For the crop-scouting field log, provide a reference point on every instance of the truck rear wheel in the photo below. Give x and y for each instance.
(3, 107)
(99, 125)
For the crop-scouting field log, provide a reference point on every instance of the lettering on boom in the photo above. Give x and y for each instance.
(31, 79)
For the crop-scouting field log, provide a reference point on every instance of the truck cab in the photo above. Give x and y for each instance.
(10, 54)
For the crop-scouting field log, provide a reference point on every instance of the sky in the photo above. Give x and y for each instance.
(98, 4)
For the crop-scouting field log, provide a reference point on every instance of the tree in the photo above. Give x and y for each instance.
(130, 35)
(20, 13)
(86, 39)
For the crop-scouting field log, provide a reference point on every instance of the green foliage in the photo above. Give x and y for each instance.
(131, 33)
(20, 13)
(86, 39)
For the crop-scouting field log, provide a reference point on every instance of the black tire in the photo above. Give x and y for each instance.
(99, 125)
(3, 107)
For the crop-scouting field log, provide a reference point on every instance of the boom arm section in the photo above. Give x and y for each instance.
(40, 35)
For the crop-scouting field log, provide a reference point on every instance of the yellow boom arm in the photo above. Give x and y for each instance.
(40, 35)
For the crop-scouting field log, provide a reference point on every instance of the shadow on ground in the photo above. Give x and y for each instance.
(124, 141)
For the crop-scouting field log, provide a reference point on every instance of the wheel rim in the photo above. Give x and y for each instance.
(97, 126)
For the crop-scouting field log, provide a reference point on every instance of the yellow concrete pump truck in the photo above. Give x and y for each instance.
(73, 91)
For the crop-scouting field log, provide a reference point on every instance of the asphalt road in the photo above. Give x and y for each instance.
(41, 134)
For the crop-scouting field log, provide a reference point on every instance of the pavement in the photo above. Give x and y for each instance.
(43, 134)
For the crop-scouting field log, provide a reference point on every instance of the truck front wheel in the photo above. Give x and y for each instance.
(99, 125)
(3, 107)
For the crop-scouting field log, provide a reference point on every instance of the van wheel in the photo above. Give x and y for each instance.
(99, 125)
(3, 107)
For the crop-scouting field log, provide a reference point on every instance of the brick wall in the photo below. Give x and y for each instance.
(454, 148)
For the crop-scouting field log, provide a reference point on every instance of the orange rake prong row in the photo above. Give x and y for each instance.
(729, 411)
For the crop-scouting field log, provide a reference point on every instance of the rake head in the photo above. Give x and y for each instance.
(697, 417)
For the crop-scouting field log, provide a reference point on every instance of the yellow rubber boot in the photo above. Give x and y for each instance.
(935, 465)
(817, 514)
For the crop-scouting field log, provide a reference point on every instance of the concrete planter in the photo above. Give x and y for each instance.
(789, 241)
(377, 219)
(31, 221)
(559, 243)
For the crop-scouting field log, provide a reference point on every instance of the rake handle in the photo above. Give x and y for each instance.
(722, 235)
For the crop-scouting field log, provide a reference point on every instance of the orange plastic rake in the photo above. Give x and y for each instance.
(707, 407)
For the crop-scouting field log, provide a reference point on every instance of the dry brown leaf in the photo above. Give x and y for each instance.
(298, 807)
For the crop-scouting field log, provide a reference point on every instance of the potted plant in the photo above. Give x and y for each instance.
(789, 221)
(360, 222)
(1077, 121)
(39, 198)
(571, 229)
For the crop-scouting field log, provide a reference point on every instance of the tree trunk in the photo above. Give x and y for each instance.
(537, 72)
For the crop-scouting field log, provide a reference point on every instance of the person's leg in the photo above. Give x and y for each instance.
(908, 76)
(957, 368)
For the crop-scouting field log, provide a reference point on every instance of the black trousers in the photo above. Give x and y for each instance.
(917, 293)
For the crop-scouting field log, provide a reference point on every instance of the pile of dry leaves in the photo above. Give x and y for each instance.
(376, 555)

--

Work to complete =>
Every entry, from the first line to the last, should be retyped exactly.

Response box =>
For the crop-scouting field log, provide a reference point on every instance of the truck rear wheel in the photo below. Give x and y for each instance.
(3, 107)
(99, 125)
For the crop-scouting field log, provide a reference point on every instance of the lettering on boom in the photo above. Give x and y for each instance.
(31, 79)
For the crop-scouting field log, provide a reference point on every instance of the truck cab in the photo above. Give x and y for each instance.
(10, 54)
For the crop-scouting field log, provide a reference point on every instance of the sky in the photo above. Give x and y for each instance.
(98, 4)
For the crop-scouting field log, provide a reference point on every instance of the tree in the photo above. Give x and y for each instance.
(130, 35)
(20, 13)
(86, 39)
For the crop-scouting field log, provide a reference point on every instance of the green foliage in the photo above. Give x and y for each instance.
(131, 33)
(20, 13)
(86, 39)
For the crop-scouting field log, provide a reference point on every instance of the black tire in the photo above. Give x and y for each instance.
(99, 125)
(3, 107)
For the crop-scouting field log, provide a reference point on every instance of the boom arm section in the photo above. Give x and y for each instance.
(40, 35)
For the crop-scouting field log, provide a reference point on every instance of the yellow boom arm in the photo above. Give x and y for each instance.
(40, 35)
For the crop-scouting field log, provide a reference point on every instance of the shadow on ground in the photo above. Give x and y for each instance.
(124, 141)
For the crop-scouting field log, provide a reference point on every instance of the wheel rim in the photo above. Give x and y for each instance.
(97, 126)
For the crop-scouting field log, provide a reference point on every instance of the yellow concrete pump truck in the photo above. Give x and y for each instance.
(73, 91)
For the crop-scouting field log, provide a reference point on every instance of the asphalt road in the photo above. Give x and y for each instance.
(41, 134)
For the crop-scouting field log, provide a reference point on every instance of the pavement in the photo above. Give x and y for each instance.
(43, 134)
For the crop-scouting field log, provide a reference point on every instance of the truck front wheel in the photo above. Give x and y for each instance.
(99, 125)
(3, 107)
For the crop-scouting field log, provide a reference point on every instance of the van wheel in the photo above. Give x and y for each instance.
(99, 125)
(3, 107)
For the crop-scouting field log, provide a reference point on every instance of the brick wall in the photo below. Give x and y for each instance.
(454, 148)
For the crop-scouting field log, provide a reference point on every instance of the orange rake prong row in the photo above. Give x and y for each instance.
(729, 411)
For the crop-scouting field log, provide a reference point on every instance of the rake head in the photo above. Give x and y for each instance.
(697, 417)
For the crop-scouting field log, provide a reference point on every instance of the yellow rubber boot in the photo above. Give x and y for each instance.
(935, 465)
(817, 514)
For the crop-scouting field log, provide a reference point on every instance of the concrete planter in the photo above. Give x and y for each instance.
(789, 241)
(377, 219)
(31, 221)
(559, 243)
For the crop-scouting field log, provide a reference point on every instance of the rake handle in the photo above. Give x and y for each instance.
(722, 235)
For the crop-scouting field log, provide a reference point on every instance of the orange plastic rake in the photo above. Give x and y for each instance.
(707, 407)
For the crop-scouting field log, provide a reference point on every instance of the dry brown leaf in the photo above. Give x and y for each instance.
(298, 807)
For the crop-scouting field log, provide a reference point on every instance of the potted plant in the photo above. Give x and y for each instance.
(789, 221)
(360, 222)
(1077, 121)
(39, 198)
(571, 229)
For the crop-scouting field log, provide a reference point on every instance of the tree trunk in the photo above. Give x and y for each instance.
(537, 72)
For the crop-scouting field log, provide a reference point on every instance of the person's leg in the photo above. Give x and y for each instance.
(908, 76)
(957, 368)
For the crop-scouting field log, provide a reference point on every instance of the black trousers in the photo above. Give x and y for each instance.
(917, 293)
For the crop-scouting field log, provide a reference point on every instance of the pile of dry leaves in the photo above. Give x and y for each instance.
(376, 555)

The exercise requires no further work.